Position identification records:
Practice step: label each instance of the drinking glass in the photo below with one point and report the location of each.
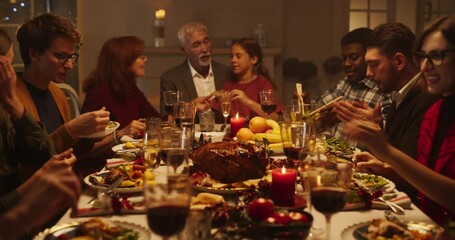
(268, 100)
(292, 113)
(295, 137)
(328, 195)
(178, 163)
(184, 114)
(225, 103)
(151, 151)
(167, 200)
(170, 98)
(171, 139)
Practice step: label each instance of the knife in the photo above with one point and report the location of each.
(107, 190)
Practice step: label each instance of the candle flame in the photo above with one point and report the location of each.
(160, 14)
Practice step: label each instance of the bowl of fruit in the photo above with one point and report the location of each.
(281, 224)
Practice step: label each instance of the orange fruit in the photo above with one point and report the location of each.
(258, 125)
(244, 134)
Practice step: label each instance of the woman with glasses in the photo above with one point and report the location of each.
(434, 177)
(112, 84)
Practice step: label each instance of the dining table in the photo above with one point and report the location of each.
(342, 223)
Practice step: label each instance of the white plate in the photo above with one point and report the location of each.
(216, 136)
(117, 189)
(70, 228)
(104, 133)
(387, 188)
(421, 227)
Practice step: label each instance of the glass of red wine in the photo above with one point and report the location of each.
(167, 199)
(295, 137)
(268, 100)
(328, 195)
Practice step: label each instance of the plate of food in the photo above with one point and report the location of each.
(110, 128)
(132, 174)
(373, 182)
(385, 229)
(93, 229)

• **Given task**
Please repeat the records word for word, starting at the line containing "Practice step: label each instance of the woman" and ending at the end of the records.

• **The output**
Practice step: label each instance of the woman with glasses in the photo above with one point and report the location of each.
(434, 177)
(112, 84)
Practice step: label each instance of the dining table in the photo above with one point and report the location of each.
(342, 223)
Practice step: label each instance of the white plate in the photo above with one point and report the location of each.
(216, 136)
(117, 189)
(70, 228)
(104, 133)
(387, 188)
(421, 227)
Practice step: label each instance of the glass of red wine in the photo above with one point and report the location of each.
(167, 199)
(295, 137)
(268, 100)
(328, 195)
Practice step: label each instance of the plate of food in the photo above with one point and report the location of each.
(110, 128)
(132, 174)
(373, 182)
(385, 229)
(93, 229)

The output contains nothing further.